→ WRITTEN PROBLEM 1:
Answer these questions from the eigenfaces page:
(a) Which method does the introduction describe as constructing N orthonormal basis vectors from N vectors in an M-dimensional space?
(b) How many test images are kept separate from the training images?
(c) Which algorithm is used to calculate the principal components?
→ WRITTEN PROBLEM 2:
Proceed with the eigenfaces page, picking up right after its final sentence.

→ SUPPLIED TEXT:
"EigenFaces"
Introduction: To combat issues of complexity due to extrememely
high dimensional data, methods have evolved to reduce the dimensionality
of some "space" of interest. A particular interesting method is Principal
Component Analysis (PCA) , a method that takes N vectors in some multi
(M)-dimensional space and constructs N orthonormal basis vectors that span
the same subspace of M spanned by the original N vectors. Essentially
decomposing the N vectors into its orthogonal components. A vector
in that subspace can then be described as a linear combination of basis
vectors, and can be approximated arbitrarily close by n < N of those
basis vectors. This experiment explores the efficacy of describing
a set of face images in terms of some smaller set of its principle components.
Part I
Part I of this experiment utilizes a database of 100 segmented face images (Figure A illustrates examples from this database). The objective is to decompose this set of images into its principal components and use this set of basis vectors to describe a sub-space or "face-space." The notion is that this set of vectors should not only described the faces used to generate the sub-space, but also be able to satisfactorily approximate other images that are part of the "face-space", i.e., segmented, oriented and scaled images of a face. The problems of figure-ground segmentation, pose-estimation, scale-space and other tasks in forming a canonical face image are not examined here. The assumption is that these tasks are taken care of and for this experiment exist as another set of 12 test images separate from the 100 training images. The following code snippet reads in face images, downsamples them appropriately and returns a matrix whose columns represent the N catenated images readImages().
To calculate the principal components an algorithm known as Singular Value Decomposition (SVD) is utilized. Before running SVD, the first moment of the image set is subtracted off each image (as it would simply manifest itself again in the first eigenvector, or most significant basis vector). The following code runs SVD and returns the orthonormal basis vectors and the mean face, getBasis().

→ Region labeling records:
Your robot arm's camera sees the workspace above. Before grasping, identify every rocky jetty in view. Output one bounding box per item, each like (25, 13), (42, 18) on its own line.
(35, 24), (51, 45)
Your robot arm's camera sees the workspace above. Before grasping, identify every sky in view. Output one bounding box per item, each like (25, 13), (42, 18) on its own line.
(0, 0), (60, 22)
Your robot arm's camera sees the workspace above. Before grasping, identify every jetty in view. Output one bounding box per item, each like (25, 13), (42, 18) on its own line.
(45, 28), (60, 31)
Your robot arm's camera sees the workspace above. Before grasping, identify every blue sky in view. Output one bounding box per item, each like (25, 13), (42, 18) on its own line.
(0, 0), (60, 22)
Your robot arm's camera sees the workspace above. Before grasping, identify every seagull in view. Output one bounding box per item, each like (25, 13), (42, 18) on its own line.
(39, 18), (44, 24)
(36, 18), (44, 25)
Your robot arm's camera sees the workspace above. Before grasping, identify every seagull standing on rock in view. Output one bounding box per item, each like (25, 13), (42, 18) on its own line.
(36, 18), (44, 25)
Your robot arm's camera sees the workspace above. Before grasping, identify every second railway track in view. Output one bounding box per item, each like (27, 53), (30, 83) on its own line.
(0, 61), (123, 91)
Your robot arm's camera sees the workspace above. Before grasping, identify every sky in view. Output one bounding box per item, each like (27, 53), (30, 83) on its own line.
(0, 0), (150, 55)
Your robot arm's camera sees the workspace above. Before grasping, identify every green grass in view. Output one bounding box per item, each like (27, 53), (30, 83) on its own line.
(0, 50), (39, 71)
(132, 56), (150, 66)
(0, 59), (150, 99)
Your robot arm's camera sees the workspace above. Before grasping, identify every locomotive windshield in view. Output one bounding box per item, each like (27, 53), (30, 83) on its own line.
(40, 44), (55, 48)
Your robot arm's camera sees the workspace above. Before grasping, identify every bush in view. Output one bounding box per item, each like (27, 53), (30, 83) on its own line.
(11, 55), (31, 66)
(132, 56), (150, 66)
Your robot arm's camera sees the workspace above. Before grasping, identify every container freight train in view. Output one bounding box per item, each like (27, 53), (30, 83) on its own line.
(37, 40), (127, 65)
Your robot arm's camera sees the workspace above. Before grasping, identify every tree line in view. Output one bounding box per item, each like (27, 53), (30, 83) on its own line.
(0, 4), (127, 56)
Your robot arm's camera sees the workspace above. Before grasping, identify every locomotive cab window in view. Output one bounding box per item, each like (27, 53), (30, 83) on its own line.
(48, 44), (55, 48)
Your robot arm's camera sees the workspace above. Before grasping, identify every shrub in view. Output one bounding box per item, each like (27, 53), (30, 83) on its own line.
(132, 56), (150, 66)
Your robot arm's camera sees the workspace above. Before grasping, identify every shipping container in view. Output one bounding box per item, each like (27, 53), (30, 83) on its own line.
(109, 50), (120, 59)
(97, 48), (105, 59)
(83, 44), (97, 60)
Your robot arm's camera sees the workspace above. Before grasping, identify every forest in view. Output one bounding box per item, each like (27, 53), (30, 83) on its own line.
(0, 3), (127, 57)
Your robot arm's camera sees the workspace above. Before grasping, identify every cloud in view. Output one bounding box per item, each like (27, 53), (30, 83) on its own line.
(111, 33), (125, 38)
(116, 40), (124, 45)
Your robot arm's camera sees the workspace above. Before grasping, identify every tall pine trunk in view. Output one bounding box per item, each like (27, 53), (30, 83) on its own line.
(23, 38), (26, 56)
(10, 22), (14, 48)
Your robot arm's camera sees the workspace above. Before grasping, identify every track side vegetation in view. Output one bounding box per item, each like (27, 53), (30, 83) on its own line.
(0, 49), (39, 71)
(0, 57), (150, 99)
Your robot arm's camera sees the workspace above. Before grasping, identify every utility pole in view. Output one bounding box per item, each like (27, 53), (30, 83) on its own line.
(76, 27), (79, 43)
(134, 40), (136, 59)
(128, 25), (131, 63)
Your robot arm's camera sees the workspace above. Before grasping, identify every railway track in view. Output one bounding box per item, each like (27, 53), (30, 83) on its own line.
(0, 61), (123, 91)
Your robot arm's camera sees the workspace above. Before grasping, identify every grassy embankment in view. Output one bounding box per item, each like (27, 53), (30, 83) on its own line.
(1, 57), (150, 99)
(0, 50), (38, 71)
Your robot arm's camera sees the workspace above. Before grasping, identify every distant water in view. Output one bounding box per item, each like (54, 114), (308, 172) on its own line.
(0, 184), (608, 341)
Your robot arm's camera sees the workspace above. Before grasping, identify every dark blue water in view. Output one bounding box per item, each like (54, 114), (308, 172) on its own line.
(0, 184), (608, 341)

→ EXPECTED OUTPUT 1:
(a) Principal Component Analysis (PCA)
(b) 12
(c) Singular Value Decomposition (SVD)

→ EXPECTED OUTPUT 2:
Sample Training Images
Figure A
The matrix returned from getBasis() contains
the orthonormal basis vectors constructed from the training images.
The function also returns a diagonal matrix that corresponds to the singular
values and are related to the eigenvalues of the eigenvectors of the "face-space".
These singular values are an indication of the importance the corresponding
basis vector has in accounting for the variation in the training set.
In other words, it describes the "impact" each basis vector will have on
the reconstruction of an arbitrary face image. To form an intuition
it is helpful to plot these singular values. The Figure below is
a plot of the N (100) diagonal elements. It is interesting to the
note that the drop-off is exponential. This seems to lead to the
implication that perhaps only the first bunch of basis vectors are significant,
or at the least you get a whole lot of bang out of the first handful.
Figure 1
The plot in Figure 2 is a different look at this same information.
This plot is the cumulative variance. Notice now how the exponential
is "hurrying" along for the first handful of values, indicating that a
large portion of the variance in the training images is accounted for in
the most significant basis vectors. Figure 3, is simply the same
plot normalized to indicate the percentage of the variance accounted for
in the first n basis vectors. Naturally, it has the same curve as
Figure 2. From this plot it is is simple to see that we will need
the first 70 basis vectors to account for 95% of the variance in the training
set. These 70 orthonormal vectors are our reduced-space representation.
Figure 2
Figure 3
The set of orthonormal vectors span a sub-space named "face-space" and are subsequently called eigenfaces. These eigenfaces can be represented as an image. The figure below illustrates the first 70 basis vectors or eigenfaces viewed as an image.
Figure 4
This set of eigenfaces is the intended low dimension representation of face-space. They will be used to approximate a reconstruction of arbitrary face images that were not used in the construction of the eigenfaces but still hopefully cluster near face-space. The method to perform this reconstruction is to project a test image into face-space, achieved by taking the inner product of the test image vector with each basis vector, to construct a weight vector that will be utilized to reform the image by forming a linear combination of the eigenfaces using the weight vectors as the coefficients.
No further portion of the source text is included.